## [YOUR INSTRUCTIONS]
Copy the entries character for character.

## [MATERIAL FOR THIS TASK]
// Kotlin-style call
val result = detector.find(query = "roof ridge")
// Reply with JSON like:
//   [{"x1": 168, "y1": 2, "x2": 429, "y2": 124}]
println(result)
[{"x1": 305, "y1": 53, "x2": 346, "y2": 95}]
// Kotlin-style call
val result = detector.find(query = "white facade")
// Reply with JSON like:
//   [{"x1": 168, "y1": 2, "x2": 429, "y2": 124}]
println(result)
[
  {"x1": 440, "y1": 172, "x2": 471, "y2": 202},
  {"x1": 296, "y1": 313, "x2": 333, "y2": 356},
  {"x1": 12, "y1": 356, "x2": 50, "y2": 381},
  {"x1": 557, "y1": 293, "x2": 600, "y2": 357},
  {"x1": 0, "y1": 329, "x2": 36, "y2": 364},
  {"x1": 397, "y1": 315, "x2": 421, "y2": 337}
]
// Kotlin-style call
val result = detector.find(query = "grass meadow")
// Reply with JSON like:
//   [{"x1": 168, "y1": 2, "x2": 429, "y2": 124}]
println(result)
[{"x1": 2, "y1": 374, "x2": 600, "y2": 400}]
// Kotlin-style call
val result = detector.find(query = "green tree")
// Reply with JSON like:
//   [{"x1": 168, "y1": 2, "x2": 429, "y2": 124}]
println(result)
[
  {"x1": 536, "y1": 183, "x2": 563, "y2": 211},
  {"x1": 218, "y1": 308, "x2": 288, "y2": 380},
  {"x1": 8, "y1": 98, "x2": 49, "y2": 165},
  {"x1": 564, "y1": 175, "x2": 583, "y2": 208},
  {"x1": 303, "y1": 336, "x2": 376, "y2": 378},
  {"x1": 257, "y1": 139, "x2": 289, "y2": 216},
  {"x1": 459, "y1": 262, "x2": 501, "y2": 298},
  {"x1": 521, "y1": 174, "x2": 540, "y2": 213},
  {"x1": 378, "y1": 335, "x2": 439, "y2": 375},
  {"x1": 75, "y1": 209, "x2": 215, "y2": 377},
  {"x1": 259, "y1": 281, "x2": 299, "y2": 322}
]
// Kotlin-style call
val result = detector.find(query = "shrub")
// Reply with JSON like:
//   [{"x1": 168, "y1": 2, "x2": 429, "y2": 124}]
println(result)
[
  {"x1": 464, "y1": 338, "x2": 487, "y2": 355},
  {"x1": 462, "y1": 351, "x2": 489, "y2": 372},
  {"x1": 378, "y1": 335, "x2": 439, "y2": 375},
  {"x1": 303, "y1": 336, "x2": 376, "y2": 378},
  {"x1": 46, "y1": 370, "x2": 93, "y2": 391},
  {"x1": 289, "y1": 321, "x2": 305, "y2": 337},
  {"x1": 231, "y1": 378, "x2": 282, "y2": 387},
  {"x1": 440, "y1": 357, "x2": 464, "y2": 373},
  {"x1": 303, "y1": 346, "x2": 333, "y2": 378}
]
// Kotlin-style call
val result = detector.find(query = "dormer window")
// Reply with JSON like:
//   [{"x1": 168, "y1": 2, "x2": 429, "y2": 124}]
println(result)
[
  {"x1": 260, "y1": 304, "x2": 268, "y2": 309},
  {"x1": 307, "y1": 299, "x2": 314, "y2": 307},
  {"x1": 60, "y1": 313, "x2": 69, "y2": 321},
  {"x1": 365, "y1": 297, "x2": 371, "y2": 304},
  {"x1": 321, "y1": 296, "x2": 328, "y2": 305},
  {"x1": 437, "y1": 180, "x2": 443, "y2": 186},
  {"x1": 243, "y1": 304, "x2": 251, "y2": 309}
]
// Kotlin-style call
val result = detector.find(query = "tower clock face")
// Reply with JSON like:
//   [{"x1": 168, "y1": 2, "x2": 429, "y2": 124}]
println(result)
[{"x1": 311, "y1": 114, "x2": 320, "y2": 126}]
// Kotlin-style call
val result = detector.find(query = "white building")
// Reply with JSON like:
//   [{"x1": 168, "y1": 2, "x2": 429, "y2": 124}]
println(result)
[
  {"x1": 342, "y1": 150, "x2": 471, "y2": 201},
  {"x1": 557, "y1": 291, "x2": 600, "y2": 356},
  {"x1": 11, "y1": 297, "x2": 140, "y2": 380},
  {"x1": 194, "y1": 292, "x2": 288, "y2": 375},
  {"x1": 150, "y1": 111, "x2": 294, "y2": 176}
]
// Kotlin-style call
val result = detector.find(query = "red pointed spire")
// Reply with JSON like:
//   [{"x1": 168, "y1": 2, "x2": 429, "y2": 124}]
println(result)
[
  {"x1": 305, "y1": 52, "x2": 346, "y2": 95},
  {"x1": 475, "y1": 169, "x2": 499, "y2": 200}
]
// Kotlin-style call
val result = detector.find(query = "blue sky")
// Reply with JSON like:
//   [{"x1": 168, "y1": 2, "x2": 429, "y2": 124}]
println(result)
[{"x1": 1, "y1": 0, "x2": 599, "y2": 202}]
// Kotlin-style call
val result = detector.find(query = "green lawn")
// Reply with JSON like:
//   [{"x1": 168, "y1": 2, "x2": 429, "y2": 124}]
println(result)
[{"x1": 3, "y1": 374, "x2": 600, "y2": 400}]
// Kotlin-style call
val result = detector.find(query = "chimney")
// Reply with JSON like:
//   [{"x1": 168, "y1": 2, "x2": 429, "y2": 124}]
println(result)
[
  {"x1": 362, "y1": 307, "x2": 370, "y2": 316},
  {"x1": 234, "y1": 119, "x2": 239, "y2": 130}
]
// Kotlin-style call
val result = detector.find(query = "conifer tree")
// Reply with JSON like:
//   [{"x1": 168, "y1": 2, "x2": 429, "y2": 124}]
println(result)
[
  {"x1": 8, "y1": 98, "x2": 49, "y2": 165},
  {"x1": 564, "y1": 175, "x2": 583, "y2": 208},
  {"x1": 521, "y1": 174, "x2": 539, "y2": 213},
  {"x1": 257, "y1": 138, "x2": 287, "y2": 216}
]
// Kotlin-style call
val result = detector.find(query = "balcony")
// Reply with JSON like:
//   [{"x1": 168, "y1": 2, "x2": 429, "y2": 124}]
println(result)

## [RESULT]
// Kotlin-style call
val result = detector.find(query = "roof ridge")
// Reply with JSON like:
//   [{"x1": 168, "y1": 2, "x2": 429, "y2": 124}]
println(result)
[{"x1": 305, "y1": 53, "x2": 346, "y2": 95}]
// Kotlin-style call
val result = detector.find(query = "white facade")
// Reply with JSON like:
//   [{"x1": 168, "y1": 2, "x2": 429, "y2": 124}]
println(result)
[
  {"x1": 440, "y1": 172, "x2": 471, "y2": 202},
  {"x1": 296, "y1": 313, "x2": 333, "y2": 356},
  {"x1": 12, "y1": 356, "x2": 50, "y2": 381},
  {"x1": 557, "y1": 293, "x2": 600, "y2": 357},
  {"x1": 0, "y1": 329, "x2": 36, "y2": 364},
  {"x1": 397, "y1": 315, "x2": 421, "y2": 337}
]
// Kotlin-style call
val result = detector.find(query = "grass meadow")
// Reply with JSON like:
//   [{"x1": 168, "y1": 2, "x2": 429, "y2": 124}]
println(result)
[{"x1": 2, "y1": 374, "x2": 600, "y2": 400}]
// Kotlin-style call
val result = detector.find(query = "green tree")
// Reply with JSON like:
//   [{"x1": 168, "y1": 2, "x2": 429, "y2": 124}]
println(result)
[
  {"x1": 536, "y1": 183, "x2": 563, "y2": 211},
  {"x1": 218, "y1": 308, "x2": 288, "y2": 380},
  {"x1": 8, "y1": 98, "x2": 49, "y2": 165},
  {"x1": 564, "y1": 175, "x2": 583, "y2": 208},
  {"x1": 303, "y1": 336, "x2": 376, "y2": 378},
  {"x1": 257, "y1": 139, "x2": 289, "y2": 216},
  {"x1": 459, "y1": 262, "x2": 501, "y2": 298},
  {"x1": 521, "y1": 174, "x2": 540, "y2": 213},
  {"x1": 378, "y1": 335, "x2": 439, "y2": 375},
  {"x1": 75, "y1": 209, "x2": 215, "y2": 377},
  {"x1": 259, "y1": 281, "x2": 299, "y2": 322}
]
// Kotlin-style call
val result = detector.find(query = "shrub")
// Reply with JSON like:
//   [{"x1": 168, "y1": 2, "x2": 429, "y2": 124}]
println(result)
[
  {"x1": 464, "y1": 338, "x2": 487, "y2": 355},
  {"x1": 462, "y1": 351, "x2": 489, "y2": 372},
  {"x1": 378, "y1": 335, "x2": 439, "y2": 375},
  {"x1": 303, "y1": 336, "x2": 376, "y2": 378},
  {"x1": 46, "y1": 370, "x2": 93, "y2": 391},
  {"x1": 289, "y1": 321, "x2": 305, "y2": 337},
  {"x1": 231, "y1": 378, "x2": 282, "y2": 387},
  {"x1": 440, "y1": 357, "x2": 464, "y2": 373},
  {"x1": 303, "y1": 346, "x2": 333, "y2": 378}
]
// Kotlin-style call
val result = detector.find(query = "dormer window")
// Reply with JSON like:
//   [{"x1": 168, "y1": 2, "x2": 429, "y2": 124}]
println(result)
[
  {"x1": 260, "y1": 304, "x2": 268, "y2": 309},
  {"x1": 307, "y1": 299, "x2": 314, "y2": 307},
  {"x1": 60, "y1": 313, "x2": 69, "y2": 321},
  {"x1": 365, "y1": 297, "x2": 371, "y2": 304},
  {"x1": 321, "y1": 296, "x2": 328, "y2": 305},
  {"x1": 437, "y1": 180, "x2": 443, "y2": 186},
  {"x1": 243, "y1": 304, "x2": 251, "y2": 309}
]
// Kotlin-style call
val result = detector.find(query = "tower clock face")
// Reply with JSON like:
//   [{"x1": 168, "y1": 2, "x2": 429, "y2": 124}]
println(result)
[{"x1": 311, "y1": 114, "x2": 320, "y2": 126}]
// Kotlin-style call
val result = detector.find(query = "white building")
// Reply with JSON like:
//   [{"x1": 168, "y1": 2, "x2": 429, "y2": 124}]
println(result)
[
  {"x1": 342, "y1": 150, "x2": 471, "y2": 201},
  {"x1": 557, "y1": 291, "x2": 600, "y2": 356},
  {"x1": 11, "y1": 297, "x2": 140, "y2": 380},
  {"x1": 194, "y1": 292, "x2": 288, "y2": 375},
  {"x1": 150, "y1": 111, "x2": 294, "y2": 176}
]
// Kotlin-style call
val result = detector.find(query = "red pointed spire")
// Reply with JSON like:
//   [{"x1": 168, "y1": 2, "x2": 429, "y2": 124}]
println(result)
[
  {"x1": 305, "y1": 52, "x2": 346, "y2": 95},
  {"x1": 475, "y1": 169, "x2": 499, "y2": 200}
]
// Kotlin-style call
val result = detector.find(query = "blue sky")
// Reply with JSON like:
//   [{"x1": 168, "y1": 2, "x2": 429, "y2": 124}]
println(result)
[{"x1": 1, "y1": 0, "x2": 599, "y2": 202}]
// Kotlin-style call
val result = detector.find(query = "green lawn")
// Reply with JSON like:
//   [{"x1": 168, "y1": 2, "x2": 429, "y2": 124}]
println(result)
[{"x1": 3, "y1": 374, "x2": 600, "y2": 400}]
// Kotlin-style call
val result = detector.find(query = "chimney")
// Reply with JSON like:
//   [{"x1": 168, "y1": 2, "x2": 429, "y2": 124}]
println(result)
[
  {"x1": 362, "y1": 307, "x2": 370, "y2": 316},
  {"x1": 234, "y1": 119, "x2": 239, "y2": 130}
]
// Kotlin-style call
val result = detector.find(query = "conifer tree")
// Reply with JSON like:
//   [{"x1": 168, "y1": 2, "x2": 429, "y2": 124}]
println(result)
[
  {"x1": 8, "y1": 98, "x2": 49, "y2": 165},
  {"x1": 564, "y1": 175, "x2": 583, "y2": 208},
  {"x1": 521, "y1": 174, "x2": 539, "y2": 213},
  {"x1": 257, "y1": 138, "x2": 287, "y2": 216}
]
// Kotlin-style call
val result = detector.find(query = "balcony")
// Reply with JSON like:
//   [{"x1": 168, "y1": 2, "x2": 429, "y2": 124}]
println(result)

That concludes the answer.